Dan setiap hadits tersebut berbeda kasusnya dari hadits yang lain.
Sedangkan setiap kasus belum mencapai derajat mutawatir. Namun bisa menjadi
mutawatir karena adanya beberapa jalan dan persamaan antara hadits-hadits
tersebut, yaitu tentang mengangkat tangan ketika berdo’a. [lihat Mabaahits fii ‘Uluumil-Hadiits oleh
Manna’ Al-Qaththan, Maktabah Wahbah, Cet. 4].
Ahad menurut bahasa
mempunyai arti “satu”. Dan khabarul-wahid adalah khabar yang
diriwayatkan oleh satu orang. Sedangkan Hadits
Ahad menurut istilah adalah “hadits yang belum memenuhi syarat-syarat
mutawatir”. Hadits ahad terbagi menjadi
3 macam, yaitu : Masyhur, ‘Aziz, dan Gharib.

:::

• Petunjuk
A) Dalam teks tentang hadits, hadits ahad dibagi menjadi tiga macam. Sebutkan ketiganya.
B) Teruskan teks tentang hadits, dimulai setelah kalimat terakhirnya.

• Data yang Tersedia
:::

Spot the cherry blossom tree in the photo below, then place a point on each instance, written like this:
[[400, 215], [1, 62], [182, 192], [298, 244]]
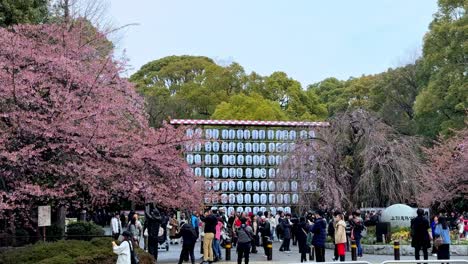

:::

• Jawaban yang Diharapkan
A) Masyhur, ‘Aziz, dan Gharib.

B)
Masyhur (atau juga dikenal dengan
nama hadits Mustafidh) menurut bahasa
adalah “nampak”. Sedangkan menurut istilah, Hadits
Masyhur adalah : “Hadits yang diriwayatkan oleh 3 (tiga) perawi atau lebih
pada setiap thabaqah (tingkatan) dan belum mencapai batas mutawatir”.[9][9] Contohnya, sebuah hadits yang berbunyi :
إن الله لا يقبض العلم انتزاعا ينتزعه من العباد
ولكن يقبض العلم بقبض العلماء حتى إذا لم يبق عالما اتخذ الناس رؤوسا جهالا فسئلوا
فأفتوا بغير علم فضلوا وأضلوا
”Sesungguhnya Allah tidak akan mengambil ilmu dengan melepaskan dari
dada seorang hamba. Akan tetapi akan melepaskan ilmu dengan mengambil para
ulama. Sehingga apabila sudah tidak terdapat seorang yang ‘alim, maka orang
yang bodoh akan dijadikan sebagai pemimpin, lalu memberikan fatwa tanpa
didasari ilmu. Mereka sesat dan menyesatkan” [HR.
Bukhari, Muslim, dan At-Tirmidzi].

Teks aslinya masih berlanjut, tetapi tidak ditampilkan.